Take from the listing each line that has the string "large".
+ + + + + + +
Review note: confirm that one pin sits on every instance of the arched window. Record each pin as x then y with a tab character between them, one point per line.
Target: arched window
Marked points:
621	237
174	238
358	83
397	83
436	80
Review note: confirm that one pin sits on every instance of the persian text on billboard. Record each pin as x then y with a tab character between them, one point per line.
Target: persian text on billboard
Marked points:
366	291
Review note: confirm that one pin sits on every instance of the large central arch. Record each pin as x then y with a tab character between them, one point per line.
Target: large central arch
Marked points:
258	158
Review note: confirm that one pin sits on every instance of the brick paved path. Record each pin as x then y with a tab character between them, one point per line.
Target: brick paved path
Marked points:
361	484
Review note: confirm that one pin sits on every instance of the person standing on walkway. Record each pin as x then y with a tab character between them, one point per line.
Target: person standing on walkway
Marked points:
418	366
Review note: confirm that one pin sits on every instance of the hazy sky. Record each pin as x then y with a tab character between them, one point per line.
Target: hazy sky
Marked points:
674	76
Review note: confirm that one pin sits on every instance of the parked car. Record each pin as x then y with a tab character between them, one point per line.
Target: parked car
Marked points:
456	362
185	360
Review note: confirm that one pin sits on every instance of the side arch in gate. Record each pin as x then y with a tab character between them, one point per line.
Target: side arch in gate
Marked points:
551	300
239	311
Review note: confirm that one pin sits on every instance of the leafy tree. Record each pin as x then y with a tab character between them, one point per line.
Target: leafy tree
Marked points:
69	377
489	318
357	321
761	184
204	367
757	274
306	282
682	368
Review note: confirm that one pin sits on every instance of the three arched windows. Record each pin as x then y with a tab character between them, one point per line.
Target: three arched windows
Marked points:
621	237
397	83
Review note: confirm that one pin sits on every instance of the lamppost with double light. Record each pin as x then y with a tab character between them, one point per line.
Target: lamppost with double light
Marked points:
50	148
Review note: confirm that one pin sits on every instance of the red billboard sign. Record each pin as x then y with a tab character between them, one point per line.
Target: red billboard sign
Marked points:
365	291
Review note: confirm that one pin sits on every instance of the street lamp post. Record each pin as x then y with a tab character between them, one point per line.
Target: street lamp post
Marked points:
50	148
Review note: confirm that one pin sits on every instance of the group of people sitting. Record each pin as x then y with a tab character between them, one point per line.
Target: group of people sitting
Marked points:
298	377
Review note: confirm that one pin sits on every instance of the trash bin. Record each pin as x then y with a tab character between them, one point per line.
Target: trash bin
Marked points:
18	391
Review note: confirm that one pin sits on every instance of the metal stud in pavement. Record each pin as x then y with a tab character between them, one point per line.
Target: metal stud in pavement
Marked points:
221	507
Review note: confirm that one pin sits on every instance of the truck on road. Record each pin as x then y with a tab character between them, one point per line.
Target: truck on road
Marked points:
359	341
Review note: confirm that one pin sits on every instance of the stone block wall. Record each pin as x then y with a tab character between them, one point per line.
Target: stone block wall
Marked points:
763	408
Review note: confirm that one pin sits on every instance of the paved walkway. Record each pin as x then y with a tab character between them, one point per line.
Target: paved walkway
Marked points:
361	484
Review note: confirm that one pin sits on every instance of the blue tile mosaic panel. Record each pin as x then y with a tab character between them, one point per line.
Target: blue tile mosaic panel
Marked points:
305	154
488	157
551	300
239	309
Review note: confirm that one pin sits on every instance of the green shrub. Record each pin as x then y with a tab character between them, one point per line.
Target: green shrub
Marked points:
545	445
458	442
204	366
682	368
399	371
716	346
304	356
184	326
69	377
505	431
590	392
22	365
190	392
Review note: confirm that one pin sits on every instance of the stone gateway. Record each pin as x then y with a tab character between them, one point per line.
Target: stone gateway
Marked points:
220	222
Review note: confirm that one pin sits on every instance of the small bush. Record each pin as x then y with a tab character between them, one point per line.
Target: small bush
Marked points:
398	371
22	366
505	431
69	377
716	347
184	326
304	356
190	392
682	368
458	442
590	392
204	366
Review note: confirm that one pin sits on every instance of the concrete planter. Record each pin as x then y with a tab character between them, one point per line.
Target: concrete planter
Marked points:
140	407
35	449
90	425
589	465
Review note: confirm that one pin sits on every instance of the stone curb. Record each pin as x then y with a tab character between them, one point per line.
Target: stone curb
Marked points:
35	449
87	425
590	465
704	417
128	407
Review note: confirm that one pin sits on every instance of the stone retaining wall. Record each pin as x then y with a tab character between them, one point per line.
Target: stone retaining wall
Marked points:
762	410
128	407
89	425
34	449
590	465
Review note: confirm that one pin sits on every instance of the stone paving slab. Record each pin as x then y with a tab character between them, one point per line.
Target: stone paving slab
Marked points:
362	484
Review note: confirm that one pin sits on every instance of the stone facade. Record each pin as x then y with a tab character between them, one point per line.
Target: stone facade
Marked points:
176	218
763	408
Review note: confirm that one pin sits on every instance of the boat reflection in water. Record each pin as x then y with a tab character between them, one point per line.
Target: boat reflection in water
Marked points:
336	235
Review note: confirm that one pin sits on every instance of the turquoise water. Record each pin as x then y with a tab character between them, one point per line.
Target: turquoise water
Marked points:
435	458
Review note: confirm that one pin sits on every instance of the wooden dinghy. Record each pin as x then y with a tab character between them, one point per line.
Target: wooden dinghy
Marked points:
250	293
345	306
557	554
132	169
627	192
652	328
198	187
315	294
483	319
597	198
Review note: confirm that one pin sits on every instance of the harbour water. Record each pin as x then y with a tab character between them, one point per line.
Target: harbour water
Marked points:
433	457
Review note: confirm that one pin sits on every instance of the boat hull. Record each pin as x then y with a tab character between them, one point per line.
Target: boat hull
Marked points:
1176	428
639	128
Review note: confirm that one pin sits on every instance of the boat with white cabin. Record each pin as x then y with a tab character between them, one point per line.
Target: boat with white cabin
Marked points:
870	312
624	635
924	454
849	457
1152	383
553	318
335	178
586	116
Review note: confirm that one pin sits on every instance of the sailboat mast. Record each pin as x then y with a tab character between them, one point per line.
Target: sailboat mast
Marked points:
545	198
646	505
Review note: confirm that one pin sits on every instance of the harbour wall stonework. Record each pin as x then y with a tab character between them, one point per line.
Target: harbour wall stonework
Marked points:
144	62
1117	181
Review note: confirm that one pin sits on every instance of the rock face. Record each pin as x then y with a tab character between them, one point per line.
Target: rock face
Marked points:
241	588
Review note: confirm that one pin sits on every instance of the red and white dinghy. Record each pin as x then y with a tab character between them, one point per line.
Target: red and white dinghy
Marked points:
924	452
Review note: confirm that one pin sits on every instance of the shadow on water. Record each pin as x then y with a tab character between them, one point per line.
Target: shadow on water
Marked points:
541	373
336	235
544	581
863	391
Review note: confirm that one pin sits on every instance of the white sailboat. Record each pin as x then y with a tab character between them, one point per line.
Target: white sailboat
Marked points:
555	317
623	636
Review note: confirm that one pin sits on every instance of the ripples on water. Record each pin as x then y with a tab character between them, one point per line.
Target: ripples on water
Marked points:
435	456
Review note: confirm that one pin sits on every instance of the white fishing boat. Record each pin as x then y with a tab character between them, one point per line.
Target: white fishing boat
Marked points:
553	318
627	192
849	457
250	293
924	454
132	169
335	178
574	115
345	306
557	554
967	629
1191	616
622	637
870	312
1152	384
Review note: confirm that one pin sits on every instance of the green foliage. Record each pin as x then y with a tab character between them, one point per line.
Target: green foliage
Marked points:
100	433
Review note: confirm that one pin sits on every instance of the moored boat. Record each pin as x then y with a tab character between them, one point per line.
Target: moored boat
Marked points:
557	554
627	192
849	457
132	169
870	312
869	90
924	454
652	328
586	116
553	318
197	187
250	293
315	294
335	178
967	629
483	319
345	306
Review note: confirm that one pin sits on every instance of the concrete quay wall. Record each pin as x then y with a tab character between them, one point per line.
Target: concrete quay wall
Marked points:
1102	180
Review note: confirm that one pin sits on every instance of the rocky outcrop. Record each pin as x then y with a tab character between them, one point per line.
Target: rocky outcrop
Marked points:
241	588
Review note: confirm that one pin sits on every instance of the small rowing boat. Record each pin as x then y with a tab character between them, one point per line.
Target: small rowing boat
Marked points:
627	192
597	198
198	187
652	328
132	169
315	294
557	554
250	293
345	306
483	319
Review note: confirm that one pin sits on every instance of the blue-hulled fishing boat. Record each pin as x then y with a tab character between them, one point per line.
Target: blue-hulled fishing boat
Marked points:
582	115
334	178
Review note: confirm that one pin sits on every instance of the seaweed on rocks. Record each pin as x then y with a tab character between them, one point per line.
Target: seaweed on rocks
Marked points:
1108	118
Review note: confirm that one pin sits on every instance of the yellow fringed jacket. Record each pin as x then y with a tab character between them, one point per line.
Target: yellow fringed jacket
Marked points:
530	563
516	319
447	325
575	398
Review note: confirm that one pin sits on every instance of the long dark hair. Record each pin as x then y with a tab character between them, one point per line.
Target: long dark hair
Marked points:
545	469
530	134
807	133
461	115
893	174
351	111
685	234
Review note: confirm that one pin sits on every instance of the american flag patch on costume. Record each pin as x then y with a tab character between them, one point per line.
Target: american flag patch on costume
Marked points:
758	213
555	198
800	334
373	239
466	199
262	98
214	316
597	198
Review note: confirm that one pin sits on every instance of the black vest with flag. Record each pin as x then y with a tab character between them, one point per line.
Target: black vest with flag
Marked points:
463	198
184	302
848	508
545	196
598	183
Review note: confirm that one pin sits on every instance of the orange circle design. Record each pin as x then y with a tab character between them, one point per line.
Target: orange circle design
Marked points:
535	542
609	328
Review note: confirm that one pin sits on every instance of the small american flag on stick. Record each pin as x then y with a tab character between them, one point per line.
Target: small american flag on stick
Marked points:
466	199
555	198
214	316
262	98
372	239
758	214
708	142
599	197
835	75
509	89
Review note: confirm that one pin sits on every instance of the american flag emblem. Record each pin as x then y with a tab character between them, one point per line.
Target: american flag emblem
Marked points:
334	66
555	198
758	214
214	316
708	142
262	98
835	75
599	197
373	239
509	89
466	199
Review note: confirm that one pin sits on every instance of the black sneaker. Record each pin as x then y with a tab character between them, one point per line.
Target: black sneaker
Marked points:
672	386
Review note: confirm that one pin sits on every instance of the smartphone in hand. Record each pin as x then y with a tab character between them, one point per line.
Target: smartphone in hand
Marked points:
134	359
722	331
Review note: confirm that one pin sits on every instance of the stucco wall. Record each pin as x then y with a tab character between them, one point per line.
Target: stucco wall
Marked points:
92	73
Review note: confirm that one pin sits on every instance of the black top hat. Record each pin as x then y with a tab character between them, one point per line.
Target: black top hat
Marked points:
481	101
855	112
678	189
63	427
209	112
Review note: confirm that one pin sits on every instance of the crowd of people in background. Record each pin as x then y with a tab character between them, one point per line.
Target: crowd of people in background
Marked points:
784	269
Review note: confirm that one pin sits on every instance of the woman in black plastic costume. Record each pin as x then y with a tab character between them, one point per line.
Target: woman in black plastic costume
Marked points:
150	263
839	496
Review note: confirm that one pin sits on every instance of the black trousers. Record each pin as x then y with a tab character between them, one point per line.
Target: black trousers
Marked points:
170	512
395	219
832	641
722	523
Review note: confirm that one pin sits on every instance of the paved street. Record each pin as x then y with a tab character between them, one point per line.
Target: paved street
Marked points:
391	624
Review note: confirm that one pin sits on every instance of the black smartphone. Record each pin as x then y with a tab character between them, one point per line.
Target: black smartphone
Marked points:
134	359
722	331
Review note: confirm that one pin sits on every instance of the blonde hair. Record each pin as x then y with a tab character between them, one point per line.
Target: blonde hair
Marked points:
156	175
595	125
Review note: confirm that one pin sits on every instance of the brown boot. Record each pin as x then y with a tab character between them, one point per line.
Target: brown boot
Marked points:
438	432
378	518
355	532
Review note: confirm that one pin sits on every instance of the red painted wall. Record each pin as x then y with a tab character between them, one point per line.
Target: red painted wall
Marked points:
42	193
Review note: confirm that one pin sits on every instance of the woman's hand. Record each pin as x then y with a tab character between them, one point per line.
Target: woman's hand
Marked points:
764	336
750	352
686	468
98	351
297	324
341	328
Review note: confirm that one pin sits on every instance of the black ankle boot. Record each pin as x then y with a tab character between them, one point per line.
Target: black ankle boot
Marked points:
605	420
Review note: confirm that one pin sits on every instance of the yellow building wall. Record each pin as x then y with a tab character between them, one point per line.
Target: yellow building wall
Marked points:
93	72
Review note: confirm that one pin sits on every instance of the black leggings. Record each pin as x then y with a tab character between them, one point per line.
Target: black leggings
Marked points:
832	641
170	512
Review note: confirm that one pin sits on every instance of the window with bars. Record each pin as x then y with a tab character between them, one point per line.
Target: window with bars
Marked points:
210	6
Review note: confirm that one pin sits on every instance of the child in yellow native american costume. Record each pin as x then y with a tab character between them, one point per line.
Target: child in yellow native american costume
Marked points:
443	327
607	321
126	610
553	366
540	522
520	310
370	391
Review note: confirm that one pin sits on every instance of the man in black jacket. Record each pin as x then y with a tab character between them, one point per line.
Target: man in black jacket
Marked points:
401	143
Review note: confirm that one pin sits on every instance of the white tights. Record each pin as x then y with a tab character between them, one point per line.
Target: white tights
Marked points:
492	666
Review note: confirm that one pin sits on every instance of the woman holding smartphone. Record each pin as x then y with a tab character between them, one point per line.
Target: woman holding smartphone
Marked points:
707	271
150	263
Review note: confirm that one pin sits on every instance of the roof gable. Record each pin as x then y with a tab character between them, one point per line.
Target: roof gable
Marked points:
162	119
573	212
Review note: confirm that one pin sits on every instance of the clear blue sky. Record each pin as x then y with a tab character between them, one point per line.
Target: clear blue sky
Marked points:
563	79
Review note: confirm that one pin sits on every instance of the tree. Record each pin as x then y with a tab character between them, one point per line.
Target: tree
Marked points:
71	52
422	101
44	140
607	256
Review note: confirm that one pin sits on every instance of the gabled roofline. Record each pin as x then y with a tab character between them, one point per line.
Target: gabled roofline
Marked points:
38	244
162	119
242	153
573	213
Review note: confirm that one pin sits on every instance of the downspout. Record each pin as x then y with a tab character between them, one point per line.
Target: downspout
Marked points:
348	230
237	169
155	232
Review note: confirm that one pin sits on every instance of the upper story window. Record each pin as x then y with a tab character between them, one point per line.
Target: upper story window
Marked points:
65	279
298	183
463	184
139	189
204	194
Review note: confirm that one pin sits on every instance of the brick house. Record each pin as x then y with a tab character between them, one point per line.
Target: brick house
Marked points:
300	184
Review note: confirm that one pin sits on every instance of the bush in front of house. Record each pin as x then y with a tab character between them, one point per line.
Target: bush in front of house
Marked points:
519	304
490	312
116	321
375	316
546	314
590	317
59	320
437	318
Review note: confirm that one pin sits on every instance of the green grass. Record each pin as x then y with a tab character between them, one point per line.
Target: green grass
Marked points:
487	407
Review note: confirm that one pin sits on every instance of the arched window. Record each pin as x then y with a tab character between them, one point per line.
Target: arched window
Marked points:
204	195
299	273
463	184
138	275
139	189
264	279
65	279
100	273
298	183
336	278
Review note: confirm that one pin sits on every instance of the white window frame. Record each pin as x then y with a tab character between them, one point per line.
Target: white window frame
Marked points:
+ + + + + + +
Problem solution:
Review note: confirm that one pin sits on every instance of the large central arch. Record each pin as x then y with a tab character between them, one point per line.
Target: large central arch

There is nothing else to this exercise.